# Items
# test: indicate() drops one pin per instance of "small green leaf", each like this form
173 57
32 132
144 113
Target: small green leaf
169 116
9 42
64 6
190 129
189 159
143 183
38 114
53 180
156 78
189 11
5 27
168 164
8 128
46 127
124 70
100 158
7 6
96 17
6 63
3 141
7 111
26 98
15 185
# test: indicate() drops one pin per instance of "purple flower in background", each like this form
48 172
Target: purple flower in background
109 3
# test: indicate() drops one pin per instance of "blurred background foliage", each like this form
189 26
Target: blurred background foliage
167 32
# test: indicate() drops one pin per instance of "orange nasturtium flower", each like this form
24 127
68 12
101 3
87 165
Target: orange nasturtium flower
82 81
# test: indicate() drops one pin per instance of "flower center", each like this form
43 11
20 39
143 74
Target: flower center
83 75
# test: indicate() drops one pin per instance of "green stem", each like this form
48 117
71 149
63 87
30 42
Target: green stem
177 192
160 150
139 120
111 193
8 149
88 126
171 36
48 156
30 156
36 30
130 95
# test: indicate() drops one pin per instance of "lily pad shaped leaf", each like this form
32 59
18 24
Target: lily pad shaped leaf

# Task to complete
Please give back all of the records exactly as written.

# Right answer
# test: indicate() drops one pin per instance of "small green leaf", each like this form
173 57
32 132
144 113
Target: small green leaf
169 116
9 42
64 6
190 129
189 159
143 183
38 114
53 180
156 78
189 11
5 27
168 164
8 128
46 127
124 70
100 158
7 6
96 17
6 63
3 141
7 111
26 98
15 185
# test: indicate() drops one pin per instance of "purple flower in background", each like this form
48 172
Target: purple flower in background
109 3
# test: indicate() drops one pin per instance of "blurred background foliage", each like this form
189 26
Target: blurred background foliage
167 32
# test: indicate() drops one pin per instance of "orange nasturtium flower", each like this form
24 127
68 12
101 3
87 165
Target: orange nasturtium flower
82 81
# test: indicate() drops one pin per instance of "flower center", each like this form
43 11
20 39
143 74
Target: flower center
83 75
# test: indicate() drops one pin per instance of "green stem", each like this form
48 117
71 149
63 87
30 42
Target: green stem
177 192
160 150
139 120
111 193
8 149
88 126
171 36
48 156
30 156
36 30
130 95
# test: indicate() drops one pin per instance of "lily pad shaped leaf", each like this form
32 59
18 24
Target: lily pad shaped leaf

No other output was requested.